■ TEXTO APRESENTADO
★ ★ ★

Onde estão os nossos heróis?

Há apenas três décadas, quando o Brasil navegava em meio às crises econômicas e ingressava na redemocratização, figuras proeminentes surgiam como exemplos de liderança em diversas áreas. Ulysses Guimarães, Ayrton Senna, Betinho e outros nomes alcançavam um status de consenso, reconhecidos pelos papéis que desempenhavam naquele momento histórico.

Chegamos a 2018. Uma grave crise política e econômica levou os brasileiros à desesperança, ao desemprego e a questionar as instituições. Mas, em contraste com 30 anos atrás e com o panorama de outras nações, a população se encontra em um deserto. Para onde quer que olhe, não vê ninguém que a conduza ao tão sonhado oásis: um país com melhores perspectivas.

Onde estão as lideranças da atualidade? Por que enfrentamos essa ausência de figuras em quem acreditar e que inspirem nossa caminhada para o futuro?

“Diferentemente de outras nações, temos no Brasil certo desprezo pela trajetória de nossas lideranças históricas. Em situações de dilemas morais como a que vivemos, o que Joaquim Nabuco faria? No tempo de Juscelino Kubitschek, quais foram os problemas que ele enfrentou – e como enfrentou?”, questiona o historiador Vinícius Müller. “Essa falta de apreço pelos líderes do passado nos deixa sem referências sobre aquilo que esperamos de uma liderança”, acrescenta Müller, que é professor do Insper e também integra o Centro de Liderança Pública (CLP).

O que é ser líder?

Professor e coach, Roberto Madruga define no livro “Triunfo da Liderança” que o líder é a “pessoa que comanda, conduz, influencia e inspira uma equipe para o melhor caminho possível e para o sucesso sempre, gerando benefícios mútuos”. A partir disso, afirma o autor, as pessoas se tornam mais bem-sucedidas, a sociedade prospera, e o líder transforma-se no grande condutor do progresso.

★ ★ ★

■ LISTAGEM DE DADOS
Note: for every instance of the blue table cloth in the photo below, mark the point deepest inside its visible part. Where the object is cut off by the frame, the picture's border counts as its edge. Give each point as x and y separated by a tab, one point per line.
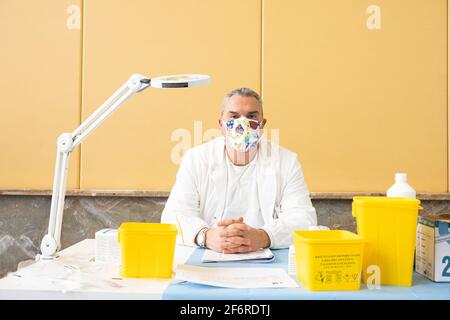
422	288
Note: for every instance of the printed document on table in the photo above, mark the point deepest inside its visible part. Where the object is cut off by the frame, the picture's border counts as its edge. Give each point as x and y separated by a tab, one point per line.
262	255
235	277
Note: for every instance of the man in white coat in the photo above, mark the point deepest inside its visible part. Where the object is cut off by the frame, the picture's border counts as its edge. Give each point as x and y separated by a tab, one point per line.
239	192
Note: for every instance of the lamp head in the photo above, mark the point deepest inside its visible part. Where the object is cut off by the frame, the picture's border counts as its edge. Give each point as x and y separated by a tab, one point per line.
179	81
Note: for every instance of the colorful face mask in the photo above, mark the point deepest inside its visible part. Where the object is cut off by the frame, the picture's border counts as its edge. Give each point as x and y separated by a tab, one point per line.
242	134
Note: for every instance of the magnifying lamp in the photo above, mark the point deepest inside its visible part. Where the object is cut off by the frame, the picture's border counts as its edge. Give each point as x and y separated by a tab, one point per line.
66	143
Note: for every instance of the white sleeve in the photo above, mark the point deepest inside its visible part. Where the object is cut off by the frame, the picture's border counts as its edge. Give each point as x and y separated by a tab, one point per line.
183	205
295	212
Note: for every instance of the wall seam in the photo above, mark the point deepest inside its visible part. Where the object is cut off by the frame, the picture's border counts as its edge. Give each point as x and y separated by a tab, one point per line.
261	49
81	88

★ ★ ★

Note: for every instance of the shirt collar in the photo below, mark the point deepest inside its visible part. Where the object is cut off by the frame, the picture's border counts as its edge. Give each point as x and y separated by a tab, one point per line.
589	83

★ ★ ★

■ ENUNCIADO
Reescreva tudo o que vai de "Onde estão os" até "naquele momento histórico." no texto sobre liderança, renomeando "Brasil" como "nosso país". Para resolver, baseie-se somente no texto.

■ RESOLUÇÃO
Onde estão os nossos heróis?

Há apenas três décadas, quando o nosso país navegava em meio às crises econômicas e ingressava na redemocratização, figuras proeminentes surgiam como exemplos de liderança em diversas áreas. Ulysses Guimarães, Ayrton Senna, Betinho e outros nomes alcançavam um status de consenso, reconhecidos pelos papéis que desempenhavam naquele momento histórico.